┌──

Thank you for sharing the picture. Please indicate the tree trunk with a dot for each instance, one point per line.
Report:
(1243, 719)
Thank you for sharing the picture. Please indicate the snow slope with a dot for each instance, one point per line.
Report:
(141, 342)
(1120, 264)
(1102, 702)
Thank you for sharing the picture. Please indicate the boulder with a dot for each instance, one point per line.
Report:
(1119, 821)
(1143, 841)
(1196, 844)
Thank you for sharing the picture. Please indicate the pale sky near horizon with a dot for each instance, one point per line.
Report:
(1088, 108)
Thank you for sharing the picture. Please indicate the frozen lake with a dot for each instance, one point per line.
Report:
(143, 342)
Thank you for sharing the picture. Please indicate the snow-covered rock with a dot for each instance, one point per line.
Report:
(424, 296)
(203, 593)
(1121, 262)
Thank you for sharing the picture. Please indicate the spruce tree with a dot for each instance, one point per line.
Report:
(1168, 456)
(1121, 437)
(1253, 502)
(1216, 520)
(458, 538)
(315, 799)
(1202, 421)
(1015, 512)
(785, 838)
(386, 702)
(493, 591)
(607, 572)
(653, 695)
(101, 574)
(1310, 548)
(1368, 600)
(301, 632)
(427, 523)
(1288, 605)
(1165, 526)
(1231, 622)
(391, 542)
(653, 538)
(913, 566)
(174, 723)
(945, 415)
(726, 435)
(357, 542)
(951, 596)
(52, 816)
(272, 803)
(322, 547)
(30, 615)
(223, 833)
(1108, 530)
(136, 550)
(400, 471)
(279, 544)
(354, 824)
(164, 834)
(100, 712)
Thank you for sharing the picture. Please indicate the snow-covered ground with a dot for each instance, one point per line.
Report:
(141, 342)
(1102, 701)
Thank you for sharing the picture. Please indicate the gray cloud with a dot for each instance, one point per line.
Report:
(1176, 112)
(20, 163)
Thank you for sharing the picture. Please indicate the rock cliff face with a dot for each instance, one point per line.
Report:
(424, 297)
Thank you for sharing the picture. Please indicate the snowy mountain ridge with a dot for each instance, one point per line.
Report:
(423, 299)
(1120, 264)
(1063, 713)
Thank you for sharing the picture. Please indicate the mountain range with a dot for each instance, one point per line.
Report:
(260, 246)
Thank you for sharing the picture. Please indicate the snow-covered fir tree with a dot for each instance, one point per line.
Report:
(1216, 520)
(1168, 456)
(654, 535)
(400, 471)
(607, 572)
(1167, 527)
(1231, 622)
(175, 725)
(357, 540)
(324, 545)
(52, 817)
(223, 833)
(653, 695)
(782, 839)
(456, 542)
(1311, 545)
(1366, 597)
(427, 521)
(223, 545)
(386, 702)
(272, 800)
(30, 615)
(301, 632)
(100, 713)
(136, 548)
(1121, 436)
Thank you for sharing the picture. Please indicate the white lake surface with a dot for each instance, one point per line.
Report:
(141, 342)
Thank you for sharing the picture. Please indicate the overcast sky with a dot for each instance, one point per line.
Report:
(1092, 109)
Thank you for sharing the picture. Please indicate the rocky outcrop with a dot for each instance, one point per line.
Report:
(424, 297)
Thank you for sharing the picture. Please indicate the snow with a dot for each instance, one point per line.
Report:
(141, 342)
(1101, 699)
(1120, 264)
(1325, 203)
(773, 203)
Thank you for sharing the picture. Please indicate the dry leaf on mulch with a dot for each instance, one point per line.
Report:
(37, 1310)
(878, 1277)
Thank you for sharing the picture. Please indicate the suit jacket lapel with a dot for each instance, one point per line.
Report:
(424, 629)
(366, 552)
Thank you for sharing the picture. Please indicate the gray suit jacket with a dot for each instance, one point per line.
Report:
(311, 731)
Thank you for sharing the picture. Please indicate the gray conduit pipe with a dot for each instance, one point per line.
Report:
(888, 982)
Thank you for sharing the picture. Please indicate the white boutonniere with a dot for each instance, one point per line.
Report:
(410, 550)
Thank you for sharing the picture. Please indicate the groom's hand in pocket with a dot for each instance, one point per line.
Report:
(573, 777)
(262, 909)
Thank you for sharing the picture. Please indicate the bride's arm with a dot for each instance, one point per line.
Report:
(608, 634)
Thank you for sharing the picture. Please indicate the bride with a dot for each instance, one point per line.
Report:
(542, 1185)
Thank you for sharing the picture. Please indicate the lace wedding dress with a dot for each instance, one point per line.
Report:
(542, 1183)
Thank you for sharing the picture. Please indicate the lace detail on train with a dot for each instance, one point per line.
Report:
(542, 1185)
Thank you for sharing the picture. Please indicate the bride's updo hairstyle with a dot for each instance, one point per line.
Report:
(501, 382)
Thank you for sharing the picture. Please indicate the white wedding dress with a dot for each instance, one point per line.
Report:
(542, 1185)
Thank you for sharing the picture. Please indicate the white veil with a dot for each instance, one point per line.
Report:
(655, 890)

└──

• _Short task_
Return the material in full, exactly as shown.

• _Response_
Thank you for sharing the picture. Please indicate the tree trunk with a dot for each instance, one point per line.
Report:
(1243, 719)
Thank you for sharing the picture. Please indicate the snow slope with a dot for each instance, one point per line.
Report:
(141, 342)
(1120, 264)
(1102, 702)
Thank you for sharing the picture. Please indicate the boulder with a dot for each instance, one point per line.
Report:
(1119, 821)
(1143, 841)
(1196, 844)
Thank you for sharing the picture. Please indicate the pale sky near horizon with a dot for each instance, one point per line.
Report:
(1088, 108)
Thank you for sharing the picture. Please indicate the frozen lake with a dot for each instance, one point per line.
Report:
(143, 342)
Thank you for sharing the picture. Please indicate the snow-covered rock with a dot for each instance, one point per line.
Report:
(424, 296)
(203, 593)
(1121, 262)
Thank you for sharing the picture. Please indicate the spruce tree with a dot for each instance, one point per line.
Report:
(1168, 456)
(1121, 437)
(1253, 502)
(1216, 520)
(458, 538)
(315, 799)
(1202, 421)
(1015, 512)
(785, 838)
(386, 702)
(493, 591)
(607, 572)
(653, 695)
(101, 574)
(1310, 548)
(1368, 600)
(301, 632)
(427, 523)
(1288, 605)
(1165, 526)
(1231, 622)
(391, 542)
(653, 538)
(913, 566)
(174, 723)
(945, 415)
(726, 435)
(357, 542)
(951, 596)
(52, 816)
(272, 803)
(322, 547)
(30, 615)
(223, 833)
(1108, 530)
(136, 550)
(400, 471)
(279, 544)
(354, 824)
(164, 834)
(100, 712)
Thank you for sharing the picture. Please indicate the snow-covered ground with a dot for each instance, one point per line.
Report:
(141, 342)
(1102, 701)
Thank you for sharing the picture. Please indicate the gray cloud with a dot for each instance, one point per line.
Report:
(1176, 112)
(20, 163)
Thank you for sharing the picture. Please indicate the rock cliff face with a dot for each instance, one point per line.
Report:
(424, 297)
Thank you for sharing the picture. Please indicate the snowy mountain ridge with a dot for each instance, one point per line.
Report:
(423, 299)
(1120, 264)
(1063, 713)
Thank you for sharing the picture. Please indicate the mountain range with a dot for each instance, one point per line.
Report:
(260, 246)
Thank you for sharing the picture. Please indicate the snow-covered fir tree with a dot for each instance, one point per line.
Report:
(1216, 520)
(1168, 456)
(654, 535)
(400, 471)
(607, 572)
(1167, 527)
(1231, 622)
(175, 725)
(357, 540)
(324, 545)
(52, 817)
(223, 833)
(653, 695)
(782, 839)
(456, 542)
(1311, 545)
(1366, 597)
(427, 521)
(223, 545)
(386, 702)
(272, 800)
(30, 615)
(301, 632)
(100, 713)
(136, 548)
(1121, 436)
Thank you for sharing the picture. Please indicate the white lake surface with a dot for each instance, one point per line.
Report:
(141, 342)
Thank you for sharing the picture. Please indicate the overcast sky with a dot for each instance, one point per line.
Report:
(1092, 109)
Thank you for sharing the picture. Please indicate the rocky outcrop with a dot for each instance, one point per line.
Report:
(424, 297)
Thank you for sharing the picture. Please indicate the snow with a dot for each instance, one point per line.
Report:
(141, 342)
(1101, 699)
(1120, 264)
(1325, 203)
(773, 203)
Thank you for sharing the picture. Please indicate the dry leaf on mulch with a dot for each instance, one point per line.
Report:
(37, 1310)
(878, 1277)
Thank you for sharing the picture. Please indicate the suit jacket lapel with a dot for each instance, one point per line.
Report:
(424, 629)
(366, 552)
Thank you for sharing the picture. Please indicate the gray suit jacket with a dot for each instance, one point per line.
Report:
(311, 731)
Thank you for sharing the picture. Please indicate the gray conduit pipe with a dot for each instance, one point per line.
Report:
(888, 982)
Thank you for sharing the picture. Please indicate the white boutonniere with a dot for each instance, one point per line.
Report:
(410, 550)
Thank you for sharing the picture. Please indicate the groom's hand in pocket with a dot for each instance, one point per line.
Report:
(573, 777)
(262, 909)
Thank you for sharing the picture. Please indicate the bride's arm with a dot for each instance, one point per line.
Report:
(608, 634)
Thank you for sharing the picture. Please indicate the bride with a dot for each instance, one point per line.
Report:
(542, 1185)
Thank you for sharing the picture. Please indicate the lace wedding dress with a dot for each instance, one point per line.
Report:
(542, 1183)
Thank you for sharing the picture. Please indicate the lace detail on train with a dot for each instance, one point per line.
Report:
(542, 1185)
Thank you for sharing the picture. Please indicate the bride's updo hairstyle with a dot for each instance, one point per line.
Report:
(501, 382)
Thank you for sharing the picture. Please indicate the white wedding dress with a dot for each instance, one point per line.
Report:
(542, 1185)
Thank you for sharing the picture. Please indicate the white veil with a dot for each instance, one point per line.
Report:
(655, 890)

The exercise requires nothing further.